---- MATERIAL FOR THIS EXERCISE

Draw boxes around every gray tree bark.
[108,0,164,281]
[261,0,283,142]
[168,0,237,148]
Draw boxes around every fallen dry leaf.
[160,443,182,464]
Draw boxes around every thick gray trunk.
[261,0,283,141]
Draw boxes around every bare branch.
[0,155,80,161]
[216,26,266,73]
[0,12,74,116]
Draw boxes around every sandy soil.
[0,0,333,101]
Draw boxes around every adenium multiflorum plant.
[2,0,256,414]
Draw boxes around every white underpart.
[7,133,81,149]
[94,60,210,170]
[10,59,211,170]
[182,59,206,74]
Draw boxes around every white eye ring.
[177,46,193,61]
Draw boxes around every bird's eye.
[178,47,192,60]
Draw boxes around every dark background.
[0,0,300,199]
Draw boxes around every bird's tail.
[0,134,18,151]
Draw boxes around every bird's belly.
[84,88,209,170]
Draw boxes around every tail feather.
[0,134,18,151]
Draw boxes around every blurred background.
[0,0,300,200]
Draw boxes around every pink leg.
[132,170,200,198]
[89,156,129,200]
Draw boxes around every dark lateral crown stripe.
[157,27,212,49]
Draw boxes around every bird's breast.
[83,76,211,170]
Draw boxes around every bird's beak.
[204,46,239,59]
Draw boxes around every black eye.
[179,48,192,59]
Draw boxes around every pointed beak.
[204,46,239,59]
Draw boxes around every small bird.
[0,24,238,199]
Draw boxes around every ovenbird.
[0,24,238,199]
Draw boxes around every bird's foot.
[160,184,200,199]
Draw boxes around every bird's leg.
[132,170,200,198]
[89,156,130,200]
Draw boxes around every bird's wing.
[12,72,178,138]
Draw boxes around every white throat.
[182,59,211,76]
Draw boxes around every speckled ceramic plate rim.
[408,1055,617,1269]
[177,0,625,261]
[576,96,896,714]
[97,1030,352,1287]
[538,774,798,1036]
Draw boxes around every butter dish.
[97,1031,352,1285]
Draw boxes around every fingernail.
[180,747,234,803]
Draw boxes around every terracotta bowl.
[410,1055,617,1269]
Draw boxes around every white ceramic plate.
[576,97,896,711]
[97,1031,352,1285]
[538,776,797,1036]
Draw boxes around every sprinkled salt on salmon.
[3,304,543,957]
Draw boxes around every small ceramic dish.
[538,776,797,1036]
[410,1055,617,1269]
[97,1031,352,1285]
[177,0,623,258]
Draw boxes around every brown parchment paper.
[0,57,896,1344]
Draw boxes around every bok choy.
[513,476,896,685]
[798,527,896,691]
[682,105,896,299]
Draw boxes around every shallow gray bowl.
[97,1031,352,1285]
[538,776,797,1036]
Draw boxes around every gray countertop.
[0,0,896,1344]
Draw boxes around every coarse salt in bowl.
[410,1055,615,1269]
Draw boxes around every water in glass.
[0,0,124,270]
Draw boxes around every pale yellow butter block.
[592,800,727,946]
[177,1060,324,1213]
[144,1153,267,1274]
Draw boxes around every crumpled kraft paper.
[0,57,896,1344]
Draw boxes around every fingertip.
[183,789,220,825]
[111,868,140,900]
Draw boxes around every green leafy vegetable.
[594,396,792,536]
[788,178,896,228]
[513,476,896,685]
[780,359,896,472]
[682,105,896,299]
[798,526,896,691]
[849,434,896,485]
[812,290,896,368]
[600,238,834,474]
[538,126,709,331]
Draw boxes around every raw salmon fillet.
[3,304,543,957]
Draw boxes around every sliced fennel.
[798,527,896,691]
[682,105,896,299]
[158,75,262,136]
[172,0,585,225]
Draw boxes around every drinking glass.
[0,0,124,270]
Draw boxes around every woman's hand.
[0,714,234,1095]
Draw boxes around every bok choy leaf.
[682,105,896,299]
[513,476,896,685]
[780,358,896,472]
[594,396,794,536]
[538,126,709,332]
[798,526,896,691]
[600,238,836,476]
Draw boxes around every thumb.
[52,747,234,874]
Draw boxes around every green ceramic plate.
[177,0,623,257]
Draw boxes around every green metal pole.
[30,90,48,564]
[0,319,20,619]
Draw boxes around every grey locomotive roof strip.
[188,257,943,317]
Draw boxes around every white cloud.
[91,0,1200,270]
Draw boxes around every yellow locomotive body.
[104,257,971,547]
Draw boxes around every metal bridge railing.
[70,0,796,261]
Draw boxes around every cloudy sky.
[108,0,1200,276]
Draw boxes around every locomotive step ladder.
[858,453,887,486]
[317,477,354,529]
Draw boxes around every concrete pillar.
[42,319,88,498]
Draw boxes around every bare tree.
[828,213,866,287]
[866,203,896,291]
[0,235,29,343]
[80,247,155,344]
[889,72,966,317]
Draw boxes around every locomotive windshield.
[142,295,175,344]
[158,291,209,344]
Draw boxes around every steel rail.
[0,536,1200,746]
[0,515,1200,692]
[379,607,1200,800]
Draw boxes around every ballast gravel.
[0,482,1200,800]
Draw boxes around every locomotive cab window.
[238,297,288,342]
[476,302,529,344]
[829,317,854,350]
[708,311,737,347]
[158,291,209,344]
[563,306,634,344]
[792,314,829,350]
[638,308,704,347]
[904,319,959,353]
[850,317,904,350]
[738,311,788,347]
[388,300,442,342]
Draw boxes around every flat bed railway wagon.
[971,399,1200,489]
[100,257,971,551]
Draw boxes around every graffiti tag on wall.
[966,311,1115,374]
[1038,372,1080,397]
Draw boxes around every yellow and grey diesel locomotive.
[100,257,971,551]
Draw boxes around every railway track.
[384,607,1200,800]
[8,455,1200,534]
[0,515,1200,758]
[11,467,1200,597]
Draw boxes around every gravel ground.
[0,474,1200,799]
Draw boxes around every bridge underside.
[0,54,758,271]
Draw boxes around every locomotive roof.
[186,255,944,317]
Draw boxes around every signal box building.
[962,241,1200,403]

--------

* **WHAT TO DO**
Reproduce every line of the material above verbatim, in the same order.

* **PROBLEM SOLUTION**
Draw boxes around every gray tree bark.
[108,0,164,281]
[261,0,283,142]
[168,0,237,148]
Draw boxes around every fallen dry leaf.
[160,443,182,464]
Draw boxes around every thick gray trunk.
[261,0,283,141]
Draw boxes around every bare branch.
[0,155,80,161]
[216,26,266,73]
[0,12,74,116]
Draw boxes around every sandy soil.
[0,0,333,101]
Draw boxes around every adenium multiflorum plant.
[2,0,256,414]
Draw boxes around every white underpart.
[7,133,81,149]
[94,60,210,170]
[10,59,211,170]
[182,59,206,74]
Draw boxes around every white eye ring.
[177,46,193,61]
Draw boxes around every bird's eye.
[178,47,192,60]
Draw boxes around every dark background.
[0,0,300,199]
Draw boxes around every bird's tail.
[0,134,18,151]
Draw boxes around every bird's belly.
[84,88,209,170]
Draw boxes around every tail feather.
[0,134,18,151]
Draw boxes around every blurred background.
[0,0,300,200]
Draw boxes around every pink leg.
[132,170,200,198]
[89,156,129,200]
Draw boxes around every dark lateral crown stripe.
[157,27,212,49]
Draw boxes around every bird's breast.
[83,76,211,170]
Draw boxes around every bird's beak.
[204,46,239,59]
Draw boxes around every black eye.
[179,48,192,59]
Draw boxes around every pointed beak.
[204,46,239,59]
Draw boxes around every small bird.
[0,24,238,199]
Draw boxes around every ovenbird.
[0,24,238,199]
Draw boxes around every bird's foot.
[160,184,200,199]
Draw boxes around every bird's leg.
[132,170,200,198]
[89,156,130,200]
Draw boxes around every bird's wing.
[12,72,178,138]
Draw boxes around every white throat.
[182,59,211,76]
Draw boxes around every speckled ceramic plate rim.
[408,1055,617,1269]
[177,0,625,261]
[576,96,896,714]
[97,1030,352,1287]
[538,774,798,1036]
Draw boxes around every butter dish.
[97,1031,352,1285]
Draw boxes around every fingernail.
[180,747,234,803]
Draw boxes around every terracotta bowl.
[410,1055,617,1269]
Draw boxes around every white ceramic plate.
[576,97,896,711]
[97,1031,352,1285]
[538,776,797,1036]
Draw boxes around every sprinkled salt on salmon.
[3,304,543,957]
Draw boxes around every small ceramic dish.
[538,776,797,1036]
[410,1055,617,1269]
[97,1031,352,1285]
[177,0,623,258]
Draw boxes around every brown parchment paper.
[0,57,896,1344]
Draw boxes around every bok choy.
[513,476,896,685]
[798,527,896,691]
[682,105,896,299]
Draw boxes around every shallow gray bowl.
[97,1031,352,1285]
[538,776,797,1036]
Draw boxes around every gray countertop.
[0,0,896,1344]
Draw boxes around every coarse salt in bowl.
[410,1055,615,1269]
Draw boxes around every water in glass.
[0,0,124,270]
Draw boxes around every pale yellow butter block.
[592,800,727,946]
[177,1060,324,1213]
[144,1153,267,1274]
Draw boxes around every crumpled kraft paper.
[0,57,896,1344]
Draw boxes around every fingertip.
[183,789,220,825]
[111,868,140,900]
Draw boxes around every green leafy vegetable.
[594,396,792,536]
[788,178,896,228]
[513,476,896,685]
[780,359,896,472]
[682,105,896,299]
[798,526,896,691]
[849,434,896,485]
[812,290,896,368]
[600,238,834,474]
[538,126,709,331]
Draw boxes around every raw salmon fillet.
[3,304,543,957]
Draw boxes around every sliced fennel.
[798,527,896,691]
[682,105,896,299]
[158,75,262,136]
[172,0,585,225]
Draw boxes around every drinking glass.
[0,0,124,270]
Draw boxes around every woman's hand.
[0,714,234,1095]
Draw boxes around every bok choy leaf.
[682,105,896,299]
[513,476,896,685]
[780,358,896,472]
[594,396,794,536]
[538,126,709,332]
[798,526,896,691]
[600,238,836,476]
Draw boxes around every thumb.
[52,747,234,874]
Draw boxes around every green ceramic plate.
[177,0,623,257]
Draw boxes around every green metal pole.
[30,90,48,564]
[0,319,20,619]
Draw boxes around every grey locomotive roof strip.
[188,257,943,317]
Draw boxes around every white cloud.
[91,0,1200,270]
Draw boxes around every yellow locomotive body.
[104,257,971,547]
Draw boxes around every metal bridge railing.
[70,0,796,261]
Draw boxes around every cloudy sky.
[108,0,1200,276]
Draw boxes around every locomotive step ladder.
[858,453,887,486]
[317,477,354,529]
Draw boxes around every concrete pillar.
[42,319,88,498]
Draw boxes around every bare tree.
[828,213,866,287]
[866,203,896,291]
[0,235,29,343]
[80,247,155,344]
[889,72,966,317]
Draw boxes around every locomotive windshield.
[142,295,175,344]
[158,291,209,344]
Draw boxes around every steel rail.
[0,536,1200,746]
[0,515,1200,692]
[379,607,1200,800]
Draw boxes around every ballast gravel.
[0,482,1200,800]
Draw boxes around every locomotive cab window.
[238,297,288,342]
[476,302,529,344]
[829,317,854,350]
[708,311,737,347]
[158,291,209,344]
[563,306,634,344]
[792,314,829,350]
[638,308,704,347]
[904,319,959,353]
[850,317,904,350]
[738,311,788,347]
[388,300,442,342]
Draw boxes around every flat bed railway wagon.
[971,399,1200,489]
[100,257,971,551]
Draw boxes around every graffiti tag on wall.
[966,311,1115,374]
[1038,372,1080,397]
Draw boxes around every yellow and grey diesel locomotive.
[100,257,971,551]
Draw boxes around every railway track.
[384,607,1200,800]
[8,455,1200,534]
[0,515,1200,758]
[11,467,1200,597]
Draw boxes around every gravel ground.
[0,474,1200,799]
Draw boxes around every bridge underside.
[0,54,758,271]
Draw boxes around every locomotive roof.
[186,255,944,317]
Draw boxes around every signal box building.
[962,241,1200,403]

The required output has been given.